- _Task directions_:
Reproduce the listing from its beginning through the line with "x=242, y=223", copying each line verbatim and leaving out the picture.

- _Material for the task_:
Start

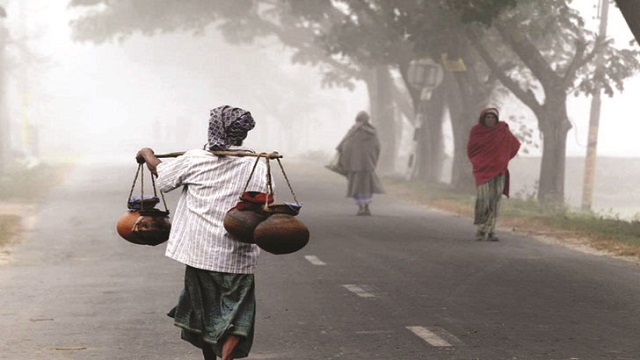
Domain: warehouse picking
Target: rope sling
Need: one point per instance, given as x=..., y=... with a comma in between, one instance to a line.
x=272, y=227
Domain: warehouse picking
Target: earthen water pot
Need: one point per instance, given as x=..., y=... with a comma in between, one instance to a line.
x=148, y=227
x=281, y=232
x=242, y=223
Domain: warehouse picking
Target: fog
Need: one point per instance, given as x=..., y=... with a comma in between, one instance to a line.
x=69, y=99
x=104, y=102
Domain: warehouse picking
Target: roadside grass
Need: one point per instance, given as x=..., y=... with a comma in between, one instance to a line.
x=604, y=233
x=9, y=228
x=25, y=185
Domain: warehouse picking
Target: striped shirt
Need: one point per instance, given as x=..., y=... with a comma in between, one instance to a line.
x=211, y=185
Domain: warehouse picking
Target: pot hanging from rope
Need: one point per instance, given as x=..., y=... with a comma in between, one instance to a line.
x=279, y=232
x=142, y=223
x=242, y=219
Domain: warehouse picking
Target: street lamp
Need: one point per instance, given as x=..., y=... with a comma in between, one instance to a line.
x=424, y=75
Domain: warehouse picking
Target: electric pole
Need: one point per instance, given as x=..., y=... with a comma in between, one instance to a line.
x=594, y=117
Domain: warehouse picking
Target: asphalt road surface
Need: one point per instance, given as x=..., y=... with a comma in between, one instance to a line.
x=405, y=283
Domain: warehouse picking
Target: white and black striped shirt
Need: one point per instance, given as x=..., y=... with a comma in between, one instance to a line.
x=211, y=185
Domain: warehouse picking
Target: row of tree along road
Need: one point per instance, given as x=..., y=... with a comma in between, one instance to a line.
x=538, y=51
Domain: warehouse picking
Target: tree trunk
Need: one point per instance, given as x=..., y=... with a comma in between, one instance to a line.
x=430, y=145
x=379, y=84
x=5, y=138
x=630, y=10
x=554, y=126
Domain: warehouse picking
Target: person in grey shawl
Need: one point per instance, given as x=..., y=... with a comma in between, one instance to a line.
x=359, y=152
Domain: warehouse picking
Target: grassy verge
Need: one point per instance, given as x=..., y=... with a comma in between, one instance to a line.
x=22, y=186
x=617, y=237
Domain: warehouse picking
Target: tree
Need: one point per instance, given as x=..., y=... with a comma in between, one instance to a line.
x=630, y=10
x=557, y=52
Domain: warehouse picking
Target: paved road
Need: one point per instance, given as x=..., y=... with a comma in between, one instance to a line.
x=406, y=283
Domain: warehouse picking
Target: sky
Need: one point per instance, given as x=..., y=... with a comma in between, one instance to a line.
x=107, y=101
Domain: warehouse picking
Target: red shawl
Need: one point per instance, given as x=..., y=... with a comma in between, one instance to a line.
x=490, y=149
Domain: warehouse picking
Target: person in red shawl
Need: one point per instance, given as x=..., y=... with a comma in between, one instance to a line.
x=490, y=148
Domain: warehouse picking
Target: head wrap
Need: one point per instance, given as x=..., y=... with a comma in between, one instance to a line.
x=228, y=126
x=485, y=112
x=490, y=149
x=362, y=116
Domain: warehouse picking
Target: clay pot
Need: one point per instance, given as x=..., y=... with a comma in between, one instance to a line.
x=281, y=233
x=241, y=223
x=125, y=224
x=150, y=227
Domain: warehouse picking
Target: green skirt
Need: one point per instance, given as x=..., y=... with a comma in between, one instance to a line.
x=214, y=305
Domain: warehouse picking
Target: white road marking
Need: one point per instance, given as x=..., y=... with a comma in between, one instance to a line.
x=358, y=290
x=429, y=336
x=314, y=260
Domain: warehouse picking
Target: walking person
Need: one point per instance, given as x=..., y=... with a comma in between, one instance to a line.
x=359, y=153
x=490, y=148
x=216, y=309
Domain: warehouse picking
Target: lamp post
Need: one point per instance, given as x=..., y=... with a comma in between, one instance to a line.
x=424, y=75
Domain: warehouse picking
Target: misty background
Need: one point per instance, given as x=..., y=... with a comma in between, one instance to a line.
x=71, y=100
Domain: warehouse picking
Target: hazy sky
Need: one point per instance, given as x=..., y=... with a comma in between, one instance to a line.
x=106, y=99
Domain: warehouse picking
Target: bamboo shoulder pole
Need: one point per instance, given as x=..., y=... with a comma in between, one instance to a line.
x=271, y=155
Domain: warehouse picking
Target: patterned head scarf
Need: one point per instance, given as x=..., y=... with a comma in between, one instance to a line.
x=227, y=126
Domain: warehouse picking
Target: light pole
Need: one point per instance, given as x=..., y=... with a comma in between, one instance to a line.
x=424, y=75
x=594, y=118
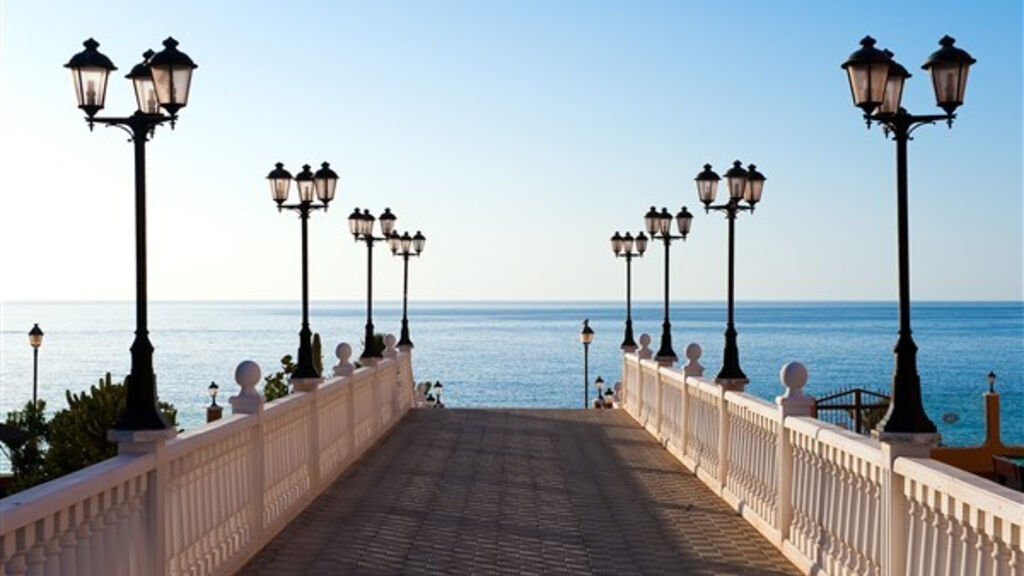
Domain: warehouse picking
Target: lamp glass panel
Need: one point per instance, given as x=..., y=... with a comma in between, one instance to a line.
x=641, y=243
x=707, y=191
x=172, y=84
x=752, y=194
x=326, y=189
x=145, y=95
x=305, y=190
x=279, y=189
x=90, y=85
x=683, y=222
x=893, y=95
x=627, y=243
x=949, y=81
x=868, y=82
x=665, y=223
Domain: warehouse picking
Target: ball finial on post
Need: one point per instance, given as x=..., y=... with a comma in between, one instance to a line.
x=249, y=399
x=344, y=354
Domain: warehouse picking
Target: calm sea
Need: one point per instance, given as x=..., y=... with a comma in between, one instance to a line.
x=528, y=354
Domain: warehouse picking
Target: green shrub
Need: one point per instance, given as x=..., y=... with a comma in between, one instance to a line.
x=76, y=437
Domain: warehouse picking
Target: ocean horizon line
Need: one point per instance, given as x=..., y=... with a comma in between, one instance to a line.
x=509, y=301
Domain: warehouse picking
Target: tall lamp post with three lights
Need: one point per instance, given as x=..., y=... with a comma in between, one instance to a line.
x=742, y=186
x=162, y=82
x=877, y=87
x=658, y=225
x=406, y=246
x=361, y=227
x=623, y=246
x=324, y=182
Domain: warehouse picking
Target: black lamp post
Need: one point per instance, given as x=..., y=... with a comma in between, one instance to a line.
x=406, y=246
x=745, y=186
x=325, y=181
x=586, y=336
x=877, y=86
x=162, y=81
x=36, y=339
x=623, y=245
x=658, y=225
x=361, y=227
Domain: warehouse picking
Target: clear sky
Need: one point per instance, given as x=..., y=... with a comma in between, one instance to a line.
x=517, y=136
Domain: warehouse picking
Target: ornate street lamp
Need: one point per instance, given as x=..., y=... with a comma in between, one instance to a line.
x=36, y=340
x=406, y=246
x=324, y=183
x=623, y=246
x=877, y=86
x=586, y=336
x=742, y=186
x=658, y=225
x=161, y=81
x=361, y=227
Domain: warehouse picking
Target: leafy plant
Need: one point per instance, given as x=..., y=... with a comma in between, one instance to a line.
x=24, y=435
x=275, y=385
x=75, y=438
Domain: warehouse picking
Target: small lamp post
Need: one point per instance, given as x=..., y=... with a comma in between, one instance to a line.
x=324, y=182
x=36, y=340
x=586, y=336
x=658, y=225
x=877, y=87
x=162, y=82
x=623, y=246
x=742, y=186
x=213, y=411
x=406, y=246
x=361, y=227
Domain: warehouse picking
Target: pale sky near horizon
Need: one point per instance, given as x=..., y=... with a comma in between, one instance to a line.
x=517, y=136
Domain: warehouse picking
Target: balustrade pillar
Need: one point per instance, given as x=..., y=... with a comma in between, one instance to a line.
x=694, y=369
x=895, y=509
x=793, y=403
x=249, y=401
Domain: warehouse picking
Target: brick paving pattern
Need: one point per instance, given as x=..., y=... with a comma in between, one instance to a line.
x=521, y=492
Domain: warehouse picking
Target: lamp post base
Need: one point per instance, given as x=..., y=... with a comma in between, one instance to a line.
x=305, y=383
x=732, y=384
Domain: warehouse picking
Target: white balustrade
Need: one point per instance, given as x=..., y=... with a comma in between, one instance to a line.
x=227, y=488
x=817, y=491
x=960, y=524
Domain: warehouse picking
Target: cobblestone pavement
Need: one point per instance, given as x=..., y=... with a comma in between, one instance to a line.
x=518, y=492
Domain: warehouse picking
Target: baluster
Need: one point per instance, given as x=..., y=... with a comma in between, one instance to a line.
x=35, y=559
x=16, y=565
x=967, y=545
x=952, y=539
x=66, y=567
x=937, y=553
x=97, y=541
x=111, y=543
x=980, y=543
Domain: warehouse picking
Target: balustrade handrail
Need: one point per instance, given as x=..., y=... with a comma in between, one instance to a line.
x=754, y=404
x=833, y=500
x=206, y=501
x=23, y=508
x=966, y=488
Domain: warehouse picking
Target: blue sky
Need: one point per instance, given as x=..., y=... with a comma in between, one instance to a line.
x=517, y=136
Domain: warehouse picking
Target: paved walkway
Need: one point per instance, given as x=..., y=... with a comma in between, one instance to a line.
x=518, y=492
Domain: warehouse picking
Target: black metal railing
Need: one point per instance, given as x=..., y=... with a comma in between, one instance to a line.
x=853, y=409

End

- _Problem solution_:
Domain: warehouse picking
Target: rope sling
Need: one point per instance, given as x=..., y=... with a comma in between, one instance to a line.
x=272, y=227
Domain: warehouse picking
Target: earthen water pot
Need: one point per instance, given as x=..., y=... with a comma in between, one instance to a line.
x=148, y=227
x=281, y=232
x=242, y=223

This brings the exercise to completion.